▶ **INPUT FOR THIS TASK**
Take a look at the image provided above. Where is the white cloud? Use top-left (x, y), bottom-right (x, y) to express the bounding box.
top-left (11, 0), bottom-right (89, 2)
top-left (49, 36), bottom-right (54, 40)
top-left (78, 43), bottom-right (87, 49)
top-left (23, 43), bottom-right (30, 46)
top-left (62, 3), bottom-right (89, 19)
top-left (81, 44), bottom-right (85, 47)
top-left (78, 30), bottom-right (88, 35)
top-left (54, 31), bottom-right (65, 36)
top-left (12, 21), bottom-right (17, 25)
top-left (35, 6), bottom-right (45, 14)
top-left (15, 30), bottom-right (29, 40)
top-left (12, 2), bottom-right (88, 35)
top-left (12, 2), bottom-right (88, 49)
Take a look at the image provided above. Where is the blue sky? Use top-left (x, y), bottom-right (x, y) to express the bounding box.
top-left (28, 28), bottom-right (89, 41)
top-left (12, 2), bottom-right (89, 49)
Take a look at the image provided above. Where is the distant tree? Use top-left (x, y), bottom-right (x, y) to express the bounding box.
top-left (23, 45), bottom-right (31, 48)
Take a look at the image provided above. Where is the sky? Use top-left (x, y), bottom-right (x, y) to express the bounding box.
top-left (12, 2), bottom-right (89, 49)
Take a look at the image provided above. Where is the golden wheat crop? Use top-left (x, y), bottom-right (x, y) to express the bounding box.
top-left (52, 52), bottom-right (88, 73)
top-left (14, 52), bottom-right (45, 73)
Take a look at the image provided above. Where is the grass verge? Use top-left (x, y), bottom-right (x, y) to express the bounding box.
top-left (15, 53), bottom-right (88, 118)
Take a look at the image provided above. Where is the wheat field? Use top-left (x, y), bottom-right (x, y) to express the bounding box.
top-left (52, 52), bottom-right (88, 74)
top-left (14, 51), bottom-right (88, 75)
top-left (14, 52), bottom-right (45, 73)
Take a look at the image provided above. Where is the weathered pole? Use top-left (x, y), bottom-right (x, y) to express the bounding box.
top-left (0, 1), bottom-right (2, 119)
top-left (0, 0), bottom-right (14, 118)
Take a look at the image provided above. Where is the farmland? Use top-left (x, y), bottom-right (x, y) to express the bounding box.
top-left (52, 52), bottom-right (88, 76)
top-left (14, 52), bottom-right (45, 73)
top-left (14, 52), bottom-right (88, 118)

▶ **DIRECTIONS FOR THIS TASK**
Reproduce each of the records word for word.

▶ **SOLUTION BELOW**
Take a look at the image provided above. Where is the white cloud? Use top-left (x, y), bottom-right (x, y) to express the bounding box.
top-left (11, 0), bottom-right (89, 2)
top-left (49, 36), bottom-right (54, 40)
top-left (78, 43), bottom-right (87, 49)
top-left (23, 43), bottom-right (30, 46)
top-left (62, 3), bottom-right (89, 19)
top-left (81, 44), bottom-right (85, 47)
top-left (78, 30), bottom-right (88, 35)
top-left (54, 31), bottom-right (65, 36)
top-left (12, 21), bottom-right (17, 25)
top-left (35, 6), bottom-right (45, 14)
top-left (15, 30), bottom-right (29, 40)
top-left (12, 2), bottom-right (88, 35)
top-left (12, 2), bottom-right (88, 49)
Take a look at the image provided above. Where is the blue sky? Use top-left (x, y), bottom-right (x, y) to express the bounding box.
top-left (28, 28), bottom-right (89, 41)
top-left (12, 2), bottom-right (89, 49)
Take a look at the image provided above. Where is the distant tree? Use top-left (x, y), bottom-right (x, y) to express the bounding box.
top-left (23, 45), bottom-right (31, 48)
Take a look at the image provided above. Where is the sky? Use top-left (x, y), bottom-right (x, y) to express the bounding box.
top-left (12, 2), bottom-right (89, 49)
Take a look at the image provided above. Where is the golden wheat crop? Use top-left (x, y), bottom-right (x, y) to express the bounding box.
top-left (52, 52), bottom-right (88, 73)
top-left (14, 52), bottom-right (45, 73)
Take a look at the image provided above. Where is the grass verge? Use top-left (x, y), bottom-right (x, y) to express the bounding box.
top-left (15, 53), bottom-right (88, 118)
Take a look at the image provided above. Where is the wheat field? Use top-left (x, y), bottom-right (x, y) to express the bounding box.
top-left (52, 52), bottom-right (88, 74)
top-left (14, 51), bottom-right (88, 75)
top-left (14, 52), bottom-right (45, 73)
Take a look at the image provided above. Where is the weathered pole? Use top-left (x, y), bottom-right (x, y) to express the bounding box.
top-left (0, 1), bottom-right (2, 119)
top-left (0, 0), bottom-right (14, 118)
Take a look at the image provided above. Where is the farmland? Use top-left (x, y), bottom-right (x, y) to express the bounding box.
top-left (52, 52), bottom-right (88, 76)
top-left (14, 52), bottom-right (45, 73)
top-left (14, 52), bottom-right (88, 118)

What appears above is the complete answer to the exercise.